Dataset records:
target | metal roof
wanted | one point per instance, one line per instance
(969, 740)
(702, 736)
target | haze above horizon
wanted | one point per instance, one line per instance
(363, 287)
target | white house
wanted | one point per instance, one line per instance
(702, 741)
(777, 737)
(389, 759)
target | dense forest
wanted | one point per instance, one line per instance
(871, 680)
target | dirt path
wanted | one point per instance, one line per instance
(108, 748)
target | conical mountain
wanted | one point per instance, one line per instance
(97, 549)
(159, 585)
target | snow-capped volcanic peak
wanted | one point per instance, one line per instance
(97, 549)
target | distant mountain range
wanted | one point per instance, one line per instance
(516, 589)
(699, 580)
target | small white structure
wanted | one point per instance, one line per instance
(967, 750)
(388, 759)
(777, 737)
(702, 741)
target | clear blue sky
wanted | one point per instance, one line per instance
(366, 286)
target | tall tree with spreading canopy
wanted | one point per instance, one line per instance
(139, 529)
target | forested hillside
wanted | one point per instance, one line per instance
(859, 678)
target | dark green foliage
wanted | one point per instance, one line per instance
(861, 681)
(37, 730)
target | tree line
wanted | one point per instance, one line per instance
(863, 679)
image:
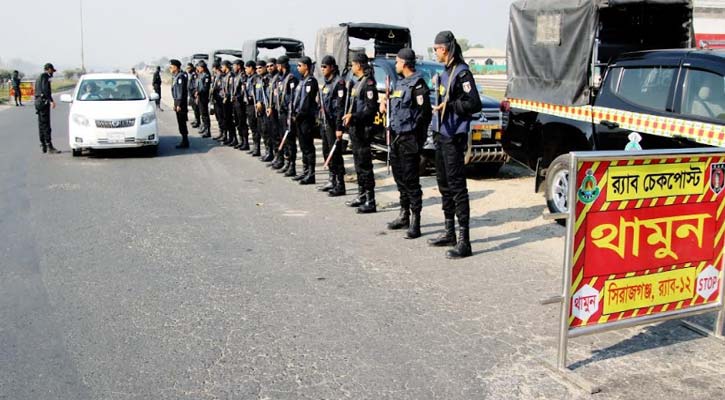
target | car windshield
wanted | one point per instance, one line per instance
(110, 90)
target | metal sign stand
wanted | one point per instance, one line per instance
(560, 369)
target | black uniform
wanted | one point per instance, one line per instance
(306, 110)
(156, 83)
(193, 77)
(364, 101)
(43, 99)
(286, 95)
(16, 90)
(180, 94)
(252, 113)
(333, 94)
(239, 110)
(410, 116)
(203, 88)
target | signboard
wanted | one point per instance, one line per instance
(645, 237)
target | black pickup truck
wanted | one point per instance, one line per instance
(586, 75)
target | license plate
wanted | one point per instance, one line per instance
(116, 138)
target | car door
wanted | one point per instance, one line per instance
(634, 96)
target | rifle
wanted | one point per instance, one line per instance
(289, 121)
(436, 81)
(387, 118)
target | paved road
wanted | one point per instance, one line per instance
(202, 275)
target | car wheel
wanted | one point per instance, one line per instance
(557, 187)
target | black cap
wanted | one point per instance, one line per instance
(407, 55)
(360, 58)
(329, 60)
(305, 60)
(444, 37)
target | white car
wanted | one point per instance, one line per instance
(111, 111)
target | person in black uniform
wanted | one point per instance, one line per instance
(285, 96)
(410, 115)
(252, 113)
(230, 130)
(203, 88)
(217, 88)
(460, 101)
(238, 106)
(16, 89)
(191, 73)
(360, 119)
(180, 94)
(333, 94)
(305, 114)
(263, 120)
(156, 83)
(43, 103)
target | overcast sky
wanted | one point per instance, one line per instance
(119, 34)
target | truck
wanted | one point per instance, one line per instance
(484, 147)
(596, 75)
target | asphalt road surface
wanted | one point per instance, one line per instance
(201, 274)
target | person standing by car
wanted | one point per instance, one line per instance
(43, 103)
(156, 83)
(305, 112)
(179, 92)
(203, 88)
(460, 101)
(360, 119)
(15, 80)
(191, 73)
(333, 94)
(410, 115)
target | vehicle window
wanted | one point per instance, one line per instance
(703, 94)
(110, 90)
(647, 87)
(380, 76)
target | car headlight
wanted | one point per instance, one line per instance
(80, 120)
(148, 118)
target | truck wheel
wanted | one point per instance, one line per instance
(557, 186)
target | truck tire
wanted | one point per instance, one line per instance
(557, 186)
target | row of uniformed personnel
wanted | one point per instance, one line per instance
(280, 111)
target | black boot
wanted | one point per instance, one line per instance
(414, 227)
(309, 179)
(447, 238)
(292, 170)
(369, 206)
(305, 170)
(51, 149)
(357, 201)
(403, 220)
(463, 247)
(339, 189)
(329, 185)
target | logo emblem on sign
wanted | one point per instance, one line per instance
(717, 177)
(589, 189)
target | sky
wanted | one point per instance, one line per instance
(119, 34)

Direction:
Write out all of the lines above again, switching every "wanted" to "requested" and leaving everything else as it is. Leave the pictures out of your answer.

The answer:
target | metal roof
requested | one point per instance, one line per instance
(969, 740)
(702, 736)
target | haze above horizon
requested | one point per instance, one line per instance
(363, 287)
target | white house
requested | one point per instance, one line per instance
(702, 741)
(777, 737)
(389, 759)
target | dense forest
requested | one point per instance, one line per instance
(871, 680)
target | dirt path
requested | one point per instance, one line per instance
(108, 748)
target | conical mountain
requested | one point per instance, one line per instance
(97, 549)
(159, 585)
target | snow-capped volcanic peak
requested | one point per instance, one line per instance
(97, 549)
target | distant mountain range
requested | one point per instance, one line per instance
(516, 589)
(699, 580)
target | small white structure
requested | one point per instance, one line per instance
(967, 750)
(388, 759)
(777, 737)
(702, 741)
target | clear blue sky
requested | one point per instance, one line per instance
(366, 286)
target | tall tree with spreading canopy
requested | one point per instance, one line per instance
(139, 529)
target | forested hillside
requested | one point per instance, one line per instance
(859, 678)
target | dark green foliage
requested | one point per instance, one line per instance
(861, 681)
(37, 730)
target | tree line
requested | one point per instance, one line per instance
(863, 679)
image:
target | car windshield
requested | one point per instance, one line per instance
(110, 90)
target | metal sign stand
requested | one point per instance, one line per instance
(560, 369)
target | black uniform
requested | one point per instance, one line per instance
(306, 110)
(156, 83)
(193, 77)
(364, 101)
(43, 99)
(286, 95)
(16, 90)
(180, 94)
(252, 113)
(333, 94)
(239, 110)
(410, 116)
(203, 88)
target | signboard
requested | one point per instance, one line per instance
(645, 237)
target | black pickup truck
requested | one point per instance, one line per instance
(586, 75)
target | license plate
requested | one point per instance, one line per instance
(116, 138)
target | car door
requested | one point per instance, one line per instance
(634, 96)
target | rifle
requested | one point per instance, one line per instance
(289, 121)
(436, 81)
(387, 118)
target | paved road
requested | one point per instance, one line per instance
(202, 275)
target | car wheel
requested | one point per instance, one line per instance
(557, 187)
target | black cap
requested | one point per instance, one line per instance
(407, 55)
(360, 58)
(329, 60)
(305, 60)
(444, 37)
target | white car
requested | one point per instance, one line per instance
(111, 111)
target | person in black uniform
requested | one point per instance, one line per instance
(285, 96)
(410, 115)
(252, 113)
(230, 130)
(203, 88)
(217, 88)
(460, 101)
(238, 106)
(16, 89)
(191, 73)
(360, 119)
(180, 94)
(333, 94)
(305, 114)
(263, 120)
(156, 83)
(43, 103)
target | overcast sky
requested | one point per instance, one line per instance
(119, 34)
target | truck
requested | one point per instance, one line per instance
(484, 147)
(596, 75)
target | asphalt road surface
requested | one point per instance, one line per instance
(201, 274)
target | person standing by car
requested | one point per instance, one line per instance
(43, 103)
(156, 83)
(305, 112)
(179, 92)
(203, 88)
(460, 101)
(360, 119)
(15, 80)
(191, 73)
(333, 94)
(410, 115)
target | vehicle window
requested | one point per instance, one line per instance
(703, 94)
(110, 90)
(647, 87)
(380, 76)
target | car headlight
requested | one point per instance, one line per instance
(80, 120)
(148, 118)
target | truck wheel
requested | one point per instance, one line per instance
(557, 186)
target | truck tire
requested | one point per instance, one line per instance
(557, 186)
target | row of uniformed personnel
requested | one point per instance, one line per instance
(280, 111)
target | black boot
requested | one point per instance, one line per instance
(414, 227)
(309, 179)
(447, 238)
(292, 170)
(369, 206)
(305, 170)
(51, 149)
(357, 201)
(403, 220)
(463, 247)
(339, 189)
(329, 185)
target | logo emblem on sign
requested | one point per instance, one line per instance
(717, 177)
(589, 189)
target | sky
requested | one point per instance, one line per instance
(119, 34)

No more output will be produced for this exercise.